**Consigne:** Citez mot pour mot l'extrait sur l'organisation d'un GCP, en commençant à « De manière optimale, un » et en terminant à « activités brise-glace, etc.). ».

**Extrait:**
De manière optimale, un GCP se compose de six à sept participants, excluant l’animateur (Paquet, Lafranchise, Gagné et Cadec, 2017). Les membres du groupe se rencontrent à intervalles réguliers, variant de deux à six semaines, sur une période déterminée et en continu, selon les besoins du groupe. La durée des rencontres varie en fonction des objectifs et du temps disponible. Deux heures sont nécessaires pour une séance de GCP, mais une demi-journée est une durée idéale (permet des activités connexes telles les capsules théoriques, les activités brise-glace, etc.).

**Données enregistrées:**
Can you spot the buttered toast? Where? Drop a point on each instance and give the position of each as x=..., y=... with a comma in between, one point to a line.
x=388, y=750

**Réponse complète:**
De manière optimale, un GCP se compose de six à sept participants, excluant l’animateur (Paquet, Lafranchise, Gagné et Cadec, 2017). Les membres du groupe se rencontrent à intervalles réguliers, variant de deux à six semaines, sur une période déterminée et en continu, selon les besoins du groupe. La durée des rencontres varie en fonction des objectifs et du temps disponible. Deux heures sont nécessaires pour une séance de GCP, mais une demi-journée est une durée idéale (permet des activités connexes telles les capsules théoriques, les activités brise-glace, etc.).